> **LESETEXT**
Projekt Beschreibung

Die Lust zum Sündigen

MatriaVal, April 2012

Mary Daly und ihr Werk

Mary Daly (1928-2010) war eine feministische Philosophin und eine der wichtigsten Vordenkerinnen der Frauenbewegung.
In dem vorliegenden Buch wird ihr Leben und ihr Werk aus der Sicht von Wegbegleiterinnen und Freundinnen und Freunden beleuchtet. Der letzte und umfangreichste Beitrag ist die Diplomarbeit in Soziologie von Eveline Ratzel “Reine Lust – Elemental-feministische Philosophie. Eine Auseinandersetzung mit Mary Daly”.

Während ihrer Studienjahre in den USA und in der Schweiz errangt sie sechs Studienabschlüsse, darunter drei Doktorinnentitel in Religionswissenschaften, Theologie und Philosophie. Als sie 1999 nach dem Grund ihrer Zuwendung zur Theologie gefragt wurde, sagte sie bei einem Interview mit dem Gardian in London: “Ich hasse die Bibel, das habe ich immer getan. Ich habe nicht aus Frömmigkeit Theologie studiert. Ich habe es getan, weil ich wissen wollte”.
Mary Daly war davon überzeugt, dass die christliche Kirchenlehre aus einer Reihe von Verdrehungen bestand:

  • die Dreifältigkeit, die verdrehte dreifache Göttin, die einst weltweit verehrt wurde,
  • die unbefleckte Empfängnis, die verdrehte Parthenogenese, die einst göttliche Töchter hervorbrachte,
  • Adam, der Eva das Leben schenkt.

> **BEREITGESTELLTE DATEN**

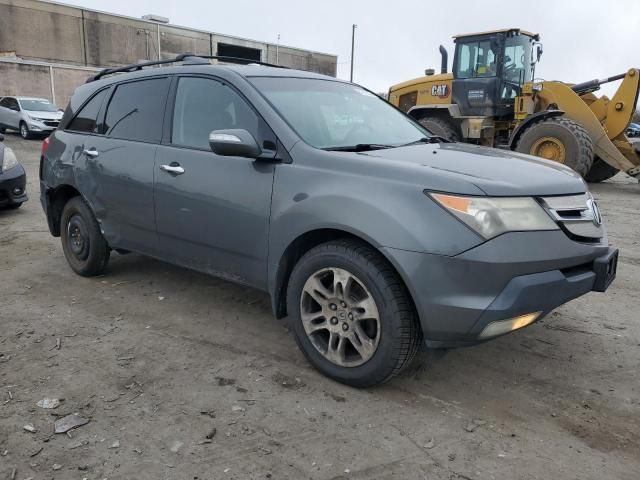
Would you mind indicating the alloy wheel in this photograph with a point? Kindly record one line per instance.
(340, 317)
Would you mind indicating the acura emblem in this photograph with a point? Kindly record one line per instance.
(592, 206)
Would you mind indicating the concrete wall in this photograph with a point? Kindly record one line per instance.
(54, 82)
(61, 34)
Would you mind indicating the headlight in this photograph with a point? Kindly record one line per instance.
(492, 216)
(10, 160)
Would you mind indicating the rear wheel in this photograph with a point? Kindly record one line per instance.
(24, 131)
(561, 140)
(600, 171)
(440, 127)
(351, 314)
(84, 246)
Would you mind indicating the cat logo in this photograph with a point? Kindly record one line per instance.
(441, 91)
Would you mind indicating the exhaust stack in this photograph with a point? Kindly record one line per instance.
(445, 59)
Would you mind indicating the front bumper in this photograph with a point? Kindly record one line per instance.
(509, 276)
(40, 127)
(13, 184)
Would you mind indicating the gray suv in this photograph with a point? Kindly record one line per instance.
(373, 236)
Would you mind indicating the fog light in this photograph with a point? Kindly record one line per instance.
(505, 326)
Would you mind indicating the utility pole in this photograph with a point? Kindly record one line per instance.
(353, 43)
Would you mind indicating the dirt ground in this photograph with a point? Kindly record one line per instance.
(159, 358)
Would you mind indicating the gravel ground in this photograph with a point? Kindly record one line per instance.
(183, 376)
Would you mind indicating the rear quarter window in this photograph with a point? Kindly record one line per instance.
(87, 118)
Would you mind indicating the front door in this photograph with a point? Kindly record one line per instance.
(212, 211)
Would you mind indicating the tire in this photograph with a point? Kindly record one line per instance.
(24, 131)
(600, 171)
(559, 139)
(392, 337)
(440, 127)
(84, 246)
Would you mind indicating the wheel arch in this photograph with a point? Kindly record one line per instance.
(56, 200)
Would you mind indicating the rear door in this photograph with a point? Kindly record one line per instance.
(120, 163)
(214, 216)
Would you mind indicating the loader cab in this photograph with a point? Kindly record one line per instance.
(489, 70)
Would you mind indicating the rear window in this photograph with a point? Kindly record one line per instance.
(136, 110)
(87, 118)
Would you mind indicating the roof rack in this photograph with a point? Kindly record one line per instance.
(185, 58)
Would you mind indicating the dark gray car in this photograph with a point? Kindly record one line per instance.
(369, 233)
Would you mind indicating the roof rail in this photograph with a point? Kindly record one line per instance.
(185, 58)
(242, 61)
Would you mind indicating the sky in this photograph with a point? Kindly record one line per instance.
(396, 41)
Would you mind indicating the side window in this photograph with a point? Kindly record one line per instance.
(13, 104)
(476, 59)
(87, 117)
(136, 110)
(203, 105)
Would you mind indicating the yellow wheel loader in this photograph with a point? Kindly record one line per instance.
(491, 98)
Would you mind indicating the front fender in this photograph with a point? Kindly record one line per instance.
(381, 211)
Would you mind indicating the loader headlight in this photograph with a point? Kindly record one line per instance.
(9, 161)
(492, 216)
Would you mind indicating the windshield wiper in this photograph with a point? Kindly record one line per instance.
(360, 147)
(431, 139)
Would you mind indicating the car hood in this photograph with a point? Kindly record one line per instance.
(45, 115)
(449, 166)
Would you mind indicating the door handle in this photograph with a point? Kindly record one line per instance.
(91, 153)
(173, 168)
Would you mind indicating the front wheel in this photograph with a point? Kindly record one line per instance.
(351, 314)
(84, 246)
(559, 139)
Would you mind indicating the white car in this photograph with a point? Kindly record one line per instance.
(29, 115)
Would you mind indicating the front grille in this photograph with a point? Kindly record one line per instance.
(577, 215)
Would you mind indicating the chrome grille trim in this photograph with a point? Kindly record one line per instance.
(578, 215)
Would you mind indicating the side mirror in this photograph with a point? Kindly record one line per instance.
(234, 143)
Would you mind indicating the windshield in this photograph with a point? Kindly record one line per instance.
(334, 115)
(35, 105)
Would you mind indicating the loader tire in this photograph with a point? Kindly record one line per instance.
(559, 139)
(600, 171)
(440, 127)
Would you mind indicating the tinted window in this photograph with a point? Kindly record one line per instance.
(476, 59)
(333, 114)
(203, 105)
(86, 120)
(136, 110)
(11, 103)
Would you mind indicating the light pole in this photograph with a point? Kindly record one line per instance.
(353, 43)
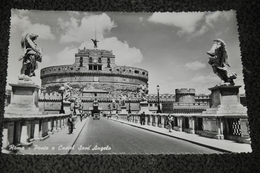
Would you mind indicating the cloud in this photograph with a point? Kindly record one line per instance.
(213, 17)
(196, 65)
(66, 56)
(186, 22)
(76, 30)
(23, 24)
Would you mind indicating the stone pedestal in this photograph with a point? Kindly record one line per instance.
(225, 104)
(24, 103)
(123, 110)
(24, 100)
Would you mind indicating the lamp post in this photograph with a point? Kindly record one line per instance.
(129, 111)
(62, 89)
(158, 95)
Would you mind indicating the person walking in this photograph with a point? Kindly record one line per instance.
(170, 120)
(70, 124)
(142, 118)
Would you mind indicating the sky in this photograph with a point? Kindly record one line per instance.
(170, 46)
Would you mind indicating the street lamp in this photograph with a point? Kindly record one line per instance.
(62, 89)
(129, 111)
(159, 109)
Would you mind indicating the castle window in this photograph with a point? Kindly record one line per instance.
(81, 62)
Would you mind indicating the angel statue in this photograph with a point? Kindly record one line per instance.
(123, 98)
(31, 55)
(219, 61)
(143, 91)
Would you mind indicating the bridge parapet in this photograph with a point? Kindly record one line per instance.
(232, 127)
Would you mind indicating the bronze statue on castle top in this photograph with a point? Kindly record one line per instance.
(219, 61)
(31, 55)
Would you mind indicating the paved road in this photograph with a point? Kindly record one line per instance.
(109, 137)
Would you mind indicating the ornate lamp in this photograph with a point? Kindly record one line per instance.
(158, 95)
(62, 89)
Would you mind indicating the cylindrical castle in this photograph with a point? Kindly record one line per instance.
(94, 69)
(185, 95)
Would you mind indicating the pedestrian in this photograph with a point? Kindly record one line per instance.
(142, 118)
(170, 120)
(74, 119)
(70, 124)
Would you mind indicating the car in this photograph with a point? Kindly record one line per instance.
(96, 116)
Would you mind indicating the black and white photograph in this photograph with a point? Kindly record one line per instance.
(124, 83)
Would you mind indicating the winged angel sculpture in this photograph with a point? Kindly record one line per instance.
(219, 61)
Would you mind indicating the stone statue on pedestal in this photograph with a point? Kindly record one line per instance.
(31, 55)
(143, 91)
(219, 61)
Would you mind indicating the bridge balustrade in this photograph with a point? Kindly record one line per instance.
(22, 130)
(236, 129)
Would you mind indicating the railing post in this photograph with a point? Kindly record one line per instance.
(146, 119)
(156, 120)
(192, 125)
(180, 123)
(50, 126)
(162, 121)
(55, 125)
(25, 133)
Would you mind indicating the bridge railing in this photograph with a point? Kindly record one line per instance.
(22, 130)
(225, 127)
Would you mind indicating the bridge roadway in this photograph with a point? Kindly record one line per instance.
(106, 136)
(110, 137)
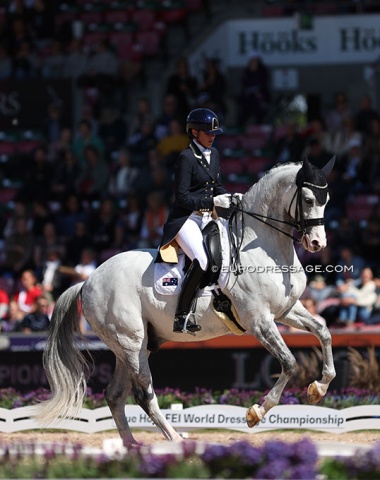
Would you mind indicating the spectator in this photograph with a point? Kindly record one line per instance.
(170, 146)
(4, 304)
(5, 63)
(95, 175)
(141, 143)
(53, 64)
(101, 225)
(128, 227)
(51, 279)
(316, 153)
(65, 175)
(76, 243)
(357, 299)
(29, 291)
(214, 85)
(12, 322)
(371, 151)
(38, 319)
(18, 249)
(184, 86)
(38, 176)
(154, 220)
(365, 114)
(351, 166)
(47, 241)
(41, 215)
(144, 114)
(42, 21)
(168, 113)
(349, 266)
(370, 241)
(83, 269)
(72, 213)
(255, 96)
(122, 176)
(289, 147)
(75, 61)
(54, 124)
(24, 62)
(340, 141)
(338, 114)
(112, 129)
(20, 210)
(85, 138)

> **ARBEITSAUFTRÄGE**
A) In welchen Fächern erwarb Mary Daly laut Lesetext ihre drei Doktorinnentitel?
B) Gib den Abschnitt des Lesetextes wörtlich wieder, der bei „Während ihrer Studienjahre“ beginnt und bei „das Leben schenkt.“ endet.
C) Prüfe anhand des Lesetextes, ob die folgenden Aussagen zutreffen, und belege jede Antwort mit den entscheidenden Worten des Textes.
(i) Mary Daly studierte in den USA und in der Schweiz.
(ii) Mary Daly studierte Theologie aus Frömmigkeit.
(iii) Der umfangreichste Beitrag des Buches ist eine Diplomarbeit in Philosophie.
Die Einträge haben mit dem Lesetext nichts zu tun.

> **LÖSUNGEN**
A) In Religionswissenschaften, Theologie und Philosophie.

B)
Während ihrer Studienjahre in den USA und in der Schweiz errangt sie sechs Studienabschlüsse, darunter drei Doktorinnentitel in Religionswissenschaften, Theologie und Philosophie. Als sie 1999 nach dem Grund ihrer Zuwendung zur Theologie gefragt wurde, sagte sie bei einem Interview mit dem Gardian in London: “Ich hasse die Bibel, das habe ich immer getan. Ich habe nicht aus Frömmigkeit Theologie studiert. Ich habe es getan, weil ich wissen wollte”.
Mary Daly war davon überzeugt, dass die christliche Kirchenlehre aus einer Reihe von Verdrehungen bestand:

  • die Dreifältigkeit, die verdrehte dreifache Göttin, die einst weltweit verehrt wurde,
  • die unbefleckte Empfängnis, die verdrehte Parthenogenese, die einst göttliche Töchter hervorbrachte,
  • Adam, der Eva das Leben schenkt.

C)
(i) Ja: „Während ihrer Studienjahre in den USA und in der Schweiz“
(ii) Nein: „Ich habe nicht aus Frömmigkeit Theologie studiert.“
(iii) Nein: „Der letzte und umfangreichste Beitrag ist die Diplomarbeit in Soziologie“